§ **Fragment**
1.1 De vennootschap van klager is in 2016/2017 bijgestaan door het advocatenkantoor van verweerster in verband met de afwikkeling van het faillissement van de vennootschap. Wegens het onbetaald blijven van de facturen voor deze werkzaamheden is het kantoor van verweerster tegen de vennootschap van klager op 29 juni 2017 een incassoprocedure gestart bij de kantonrechter.
1.2 De vennootschap van klager is bij verstekvonnis van de kantonrechter van 26 juli 2017 veroordeeld tot betaling van onbetaald gebleven facturen tot een bedrag van € 12.559,24, te vermeerderen met de overeengekomen rente, alsmede de proceskosten.
1.3 Het vonnis van 26 juli 2017 is op 30 augustus 2017 betekend aan het parket van het Openbaar Ministerie en op 28 september 2017 is executoriaal derdenbeslag gelegd onder de ING-bank.
1.4 Vanwege het onbetaald blijven van de vordering van het kantoor heeft verweerster bij dagvaarding van 24 juni 2021 namens haar kantoor klager in privé gedagvaard voor betaling van de facturen op naam van de vennootschap en van de eerdere proceskostenveroordeling.
1.5 Verweerster heeft ook bij dagvaarding van 15 juni 2021 namens haar kantoor klager gedagvaard wegens onbetaald gebleven facturen in verband met door het kantoor verrichte werkzaamheden voor klager en zijn partner. Deze werkzaamheden betroffen een huurgeschil en een bezwaarprocedure bij het UWV. Beide dagvaardingen zijn in Spanje betekend.
1.6 Bij verstekvonnis van 12 januari 2022 is klager veroordeeld tot betaling van een bedrag van € 12.559,24, te vermeerderen met de overeengekomen rente, alsmede tot betaling van de proceskostenveroordeling conform het vonnis van 26 juli 2017 en van de proceskosten voor deze procedure.
1.7 Klager is bij dagvaarding van 19 april 2022 in verzet gekomen tegen het verstekvonnis. Bij vonnis van 28 september 2022 heeft de kantonrechter het verstekvonnis van 12 januari 2022 bekrachtigd. Klager heeft hoger beroep aangetekend tegen dit vonnis.
1.8 In de andere procedure is klager bij vonnis van 26 oktober 2022 veroordeeld tot betaling van een bedrag van € 2.936,81, te vermeerderen met de wettelijke rente, alsmede tot betaling van buitengerechtelijke kosten en proceskosten Klager is in dit vonnis tevens veroordeeld tot betaling van een bedrag van € 5.808,59, te vermeerderen met de wettelijke rente, alsmede tot betaling van buitengerechtelijke kosten.
1.9 Op 6 december 2022 heeft klager bij de deken een klacht ingediend over verweerster.

2 KLACHT
2.1 De klacht houdt, zakelijk weergegeven, in dat verweerster tuchtrechtelijk verwijtbaar heeft gehandeld als bedoeld in artikel 46 Advocatenwet door:
a) klager vijf jaar na een eerdere dagvaardingsprocedure tegen de vennootschap, in privé in rechte te betrekken voor betaling van dezelfde facturen, die op naam van de vennootschap staan;
b) niet in te stemmen met een betalingsregeling, terwijl verweerster wist van de financiële omstandigheden van klager.

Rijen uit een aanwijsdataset
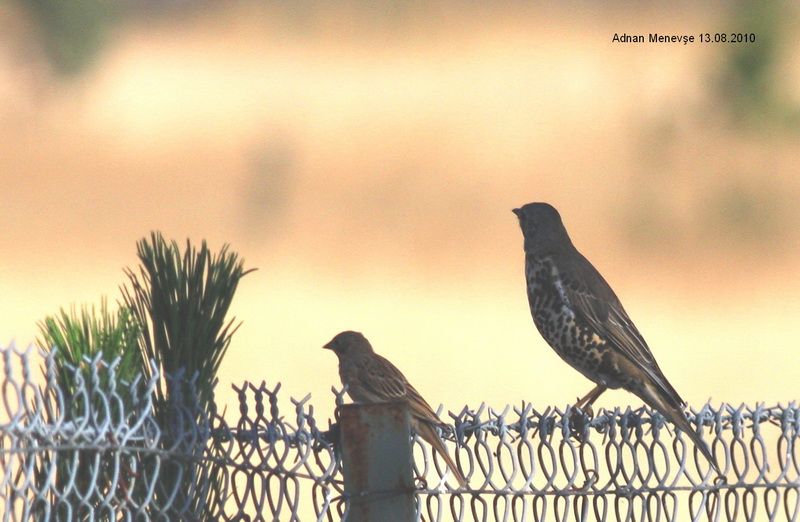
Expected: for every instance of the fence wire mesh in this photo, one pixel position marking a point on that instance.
(94, 451)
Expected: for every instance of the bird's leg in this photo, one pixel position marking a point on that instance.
(585, 404)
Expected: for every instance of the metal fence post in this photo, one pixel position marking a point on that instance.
(376, 462)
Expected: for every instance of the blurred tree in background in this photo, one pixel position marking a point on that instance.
(749, 82)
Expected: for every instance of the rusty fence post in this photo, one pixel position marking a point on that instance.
(376, 462)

§ **Werkinstructie**
Schrijf het fragment over de tuchtklacht tegen de advocate verder, aansluitend op de laatste zin.

§ **Antwoord**
3 VERWEER
3.1 Verweerster heeft tegen de klacht verweer gevoerd. De voorzitter zal hierna, waar nodig, op het verweer ingaan.

4 BEOORDELING
4.1 Naar vaste jurisprudentie van het Hof van Discipline dient de tuchtrechter bij de beoordeling van een tegen een advocaat ingediende klacht het aan de advocaat verweten handelen of nalaten te toetsen aan de in artikel 46 Advocatenwet omschreven normen, onder andere inhoudende dat advocaten zich dienen te onthouden van enig handelen of nalaten dat een behoorlijk advocaat niet betaamt. Artikel 10a van de Advocatenwet bevat de kernwaarden, zoals onafhankelijkheid, (financiële) integriteit, partijdigheid en vertrouwelijkheid die advocaten bij de uitoefening van hun beroep in acht dienen te nemen.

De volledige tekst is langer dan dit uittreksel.